TASK TO CARRY OUT: Transcribe the blog post on straying below in full, word for word.

Friday, June 24, 2011

On "Straying".


I thought I would take a break from the day to day sexual antics here at the UCTMW World HQ and flashback a bit, inspired by a post a few days back by Sin on the subject of men and their proclivity to “stray”.

Sin’s theory was that men crave “variety”, which may be supported by the old biological imperative to sow those dna particles wide and far.

Of course, Sin’s not the only one talking about this subject. The recent public meltdown of a certain New York Congressman got tongues wagging on the subject “what is it about these guys”.

The New York Times had an article Sunday, linked here http://www.nytimes.com/2011/06/19/fashion/scholars-discuss-weiners-behavior.html?_r=1&ref=anthonydweiner, which trots out some experts to speculate on why the male political class tend to get caught with their dicks twisting in the wind. As one “expert” opines, “Most people who get as far as he’s gotten are high testosterone people … Along with that ambition comes a high sex drive.” Another Prof claims that “men, particularly successful men, have an evolutionary history of polygamy.”

Of course, for folks like Mitt Romney, that history is only a generation or so removed.

But, Mick, you ask, isn’t this kind of boring?

Next you’re going to be talking anthropology, and we’re going to look elsewhere for our fun.

Okay, lets get a little more personal.

Let me talk from personal experience.

Back in the day – I’m talking late 60’s up until I discovered Molly  in 1988– Mick was a bit of a Wiener, so to speak. But of course that was before Twitter. I didn’t do my talking by text message. I did it the old fashioned way, one slap and tickle at a time.

When Mistress and I had our own crisis abut my fidelity, which led to my signing the contract that gives title to this blog, I found the need to consult with a psychologist here in River City.

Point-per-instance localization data
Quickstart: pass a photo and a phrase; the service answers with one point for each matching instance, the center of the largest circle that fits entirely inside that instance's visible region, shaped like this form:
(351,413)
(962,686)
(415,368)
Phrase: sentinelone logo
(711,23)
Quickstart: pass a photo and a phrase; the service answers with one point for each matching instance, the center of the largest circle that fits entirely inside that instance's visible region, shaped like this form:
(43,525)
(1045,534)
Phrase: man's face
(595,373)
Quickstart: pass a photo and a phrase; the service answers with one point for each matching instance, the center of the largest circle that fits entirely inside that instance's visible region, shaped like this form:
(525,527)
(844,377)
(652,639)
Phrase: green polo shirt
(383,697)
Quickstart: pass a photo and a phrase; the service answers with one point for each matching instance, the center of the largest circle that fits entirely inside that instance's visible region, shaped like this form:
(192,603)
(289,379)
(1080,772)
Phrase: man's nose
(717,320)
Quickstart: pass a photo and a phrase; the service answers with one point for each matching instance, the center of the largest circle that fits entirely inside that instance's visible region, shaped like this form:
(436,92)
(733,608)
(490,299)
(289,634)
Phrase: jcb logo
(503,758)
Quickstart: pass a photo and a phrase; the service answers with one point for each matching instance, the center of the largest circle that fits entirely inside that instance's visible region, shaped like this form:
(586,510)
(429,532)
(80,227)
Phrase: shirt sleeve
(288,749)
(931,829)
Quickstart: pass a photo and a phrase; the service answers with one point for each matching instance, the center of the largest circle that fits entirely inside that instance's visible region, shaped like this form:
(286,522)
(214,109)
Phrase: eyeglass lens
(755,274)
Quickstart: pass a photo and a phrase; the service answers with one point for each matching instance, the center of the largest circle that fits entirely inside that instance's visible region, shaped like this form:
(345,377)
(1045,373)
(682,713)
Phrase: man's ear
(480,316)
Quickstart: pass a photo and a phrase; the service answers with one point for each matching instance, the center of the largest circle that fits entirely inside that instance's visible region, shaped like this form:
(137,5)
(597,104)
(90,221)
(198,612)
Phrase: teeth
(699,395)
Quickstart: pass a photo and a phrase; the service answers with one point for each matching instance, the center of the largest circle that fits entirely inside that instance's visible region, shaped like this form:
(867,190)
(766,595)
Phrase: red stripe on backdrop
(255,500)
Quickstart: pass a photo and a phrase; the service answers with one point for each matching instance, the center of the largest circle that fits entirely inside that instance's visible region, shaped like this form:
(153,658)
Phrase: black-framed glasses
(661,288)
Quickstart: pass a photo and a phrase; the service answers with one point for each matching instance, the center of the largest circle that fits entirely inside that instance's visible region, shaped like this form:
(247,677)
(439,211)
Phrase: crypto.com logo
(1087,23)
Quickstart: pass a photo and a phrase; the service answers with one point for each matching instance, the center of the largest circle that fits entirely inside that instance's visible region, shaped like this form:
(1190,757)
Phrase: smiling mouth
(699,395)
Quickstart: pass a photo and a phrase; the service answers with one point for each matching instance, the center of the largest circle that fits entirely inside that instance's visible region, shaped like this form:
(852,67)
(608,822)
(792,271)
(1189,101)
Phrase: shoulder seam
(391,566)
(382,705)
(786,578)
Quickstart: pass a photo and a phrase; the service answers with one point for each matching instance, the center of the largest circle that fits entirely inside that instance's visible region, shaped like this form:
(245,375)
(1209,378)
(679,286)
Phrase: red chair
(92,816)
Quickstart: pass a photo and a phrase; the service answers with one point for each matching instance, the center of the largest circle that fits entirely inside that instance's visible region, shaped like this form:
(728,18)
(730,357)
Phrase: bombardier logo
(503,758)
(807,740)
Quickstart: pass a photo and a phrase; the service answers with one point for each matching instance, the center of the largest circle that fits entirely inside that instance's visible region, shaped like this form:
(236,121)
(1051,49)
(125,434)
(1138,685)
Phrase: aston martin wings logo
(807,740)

EXPECTED ANSWER:
Friday, June 24, 2011

On "Straying".


I thought I would take a break from the day to day sexual antics here at the UCTMW World HQ and flashback a bit, inspired by a post a few days back by Sin on the subject of men and their proclivity to “stray”.

Sin’s theory was that men crave “variety”, which may be supported by the old biological imperative to sow those dna particles wide and far.

Of course, Sin’s not the only one talking about this subject. The recent public meltdown of a certain New York Congressman got tongues wagging on the subject “what is it about these guys”.

The New York Times had an article Sunday, linked here http://www.nytimes.com/2011/06/19/fashion/scholars-discuss-weiners-behavior.html?_r=1&ref=anthonydweiner, which trots out some experts to speculate on why the male political class tend to get caught with their dicks twisting in the wind. As one “expert” opines, “Most people who get as far as he’s gotten are high testosterone people … Along with that ambition comes a high sex drive.” Another Prof claims that “men, particularly successful men, have an evolutionary history of polygamy.”

Of course, for folks like Mitt Romney, that history is only a generation or so removed.

But, Mick, you ask, isn’t this kind of boring?

Next you’re going to be talking anthropology, and we’re going to look elsewhere for our fun.

Okay, lets get a little more personal.

Let me talk from personal experience.

Back in the day – I’m talking late 60’s up until I discovered Molly  in 1988– Mick was a bit of a Wiener, so to speak. But of course that was before Twitter. I didn’t do my talking by text message. I did it the old fashioned way, one slap and tickle at a time.

When Mistress and I had our own crisis abut my fidelity, which led to my signing the contract that gives title to this blog, I found the need to consult with a psychologist here in River City.